» **EXCERPTED DATA**
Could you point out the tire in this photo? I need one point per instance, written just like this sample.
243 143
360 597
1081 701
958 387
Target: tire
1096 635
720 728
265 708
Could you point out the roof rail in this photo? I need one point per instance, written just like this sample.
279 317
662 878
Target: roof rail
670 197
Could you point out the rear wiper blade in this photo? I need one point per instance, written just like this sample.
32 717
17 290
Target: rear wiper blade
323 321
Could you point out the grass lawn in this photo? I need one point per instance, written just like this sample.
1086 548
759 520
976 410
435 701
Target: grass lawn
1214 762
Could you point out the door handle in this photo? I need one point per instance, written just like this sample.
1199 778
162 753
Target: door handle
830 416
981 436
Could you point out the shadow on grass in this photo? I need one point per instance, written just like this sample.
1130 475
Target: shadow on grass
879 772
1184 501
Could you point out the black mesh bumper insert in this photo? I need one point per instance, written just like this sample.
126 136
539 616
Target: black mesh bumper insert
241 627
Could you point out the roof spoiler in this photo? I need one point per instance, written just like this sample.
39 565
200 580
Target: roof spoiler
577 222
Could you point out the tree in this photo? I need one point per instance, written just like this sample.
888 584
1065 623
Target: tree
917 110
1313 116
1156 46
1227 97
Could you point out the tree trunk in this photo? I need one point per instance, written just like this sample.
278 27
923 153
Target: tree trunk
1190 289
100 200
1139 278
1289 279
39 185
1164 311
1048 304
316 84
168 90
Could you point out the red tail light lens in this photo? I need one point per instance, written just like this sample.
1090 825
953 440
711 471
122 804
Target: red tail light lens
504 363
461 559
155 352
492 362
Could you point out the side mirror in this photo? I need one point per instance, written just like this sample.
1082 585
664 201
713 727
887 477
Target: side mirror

» **TASK GOAL**
Retype all of the records above word for word, keeping every line as it appears.

» **OUTPUT OF THE TASK**
Could you point out the tire in this photo? I need one point per instance, written just like this sample.
243 143
360 597
1081 701
958 387
Target: tire
1096 635
720 728
265 708
Could you point out the roof rail in this photo? I need one point per instance, written just like this sample.
279 317
662 878
Target: roof rail
670 197
Could you point out the rear wiper blade in this photo? I need one point per instance, written just like this sample.
32 717
17 290
Target: rear wiper blade
323 321
Could you point out the grass lawn in this photo? I need one point per instance, written just like this sample.
1086 548
759 520
976 410
435 701
Target: grass lawn
1214 762
Could you point out the door handle in this photo? I need one point per instance, written just like this sample.
1199 778
162 753
Target: door handle
830 416
981 436
Could you point out the shadow on grass in this photo? I need one point per instance, written just like this sample.
1130 475
Target: shadow on grass
879 772
1184 501
Could you point out the black mesh bumper insert in this photo? I need one point per instance, written just like this sample.
126 136
539 616
Target: black mesh bumper insert
241 627
Could you point out the roof spoiler in this photo? I need one point per instance, written just like this sample.
39 565
200 580
Target: roof spoiler
577 222
Could you point out the tree in this photo? I need one point per instance, written just like this sample.
888 584
1065 623
Target: tree
917 110
1313 116
1156 46
1227 97
Could you point out the tree trunk in this photo? I need one point per instance, written just like this sample.
278 27
923 153
Target: tree trunk
1190 289
100 200
1139 278
1289 279
39 185
1164 311
1048 304
316 84
168 90
Could you point out the red tail light lens in this photo? I need one point per instance, written just like this sample.
1090 825
953 440
711 471
122 804
Target: red tail light lens
504 363
461 559
155 352
492 362
Could you point out the side mirror in this photo? I need one point per instance, written just like this sample.
1082 585
664 201
713 727
887 477
Target: side mirror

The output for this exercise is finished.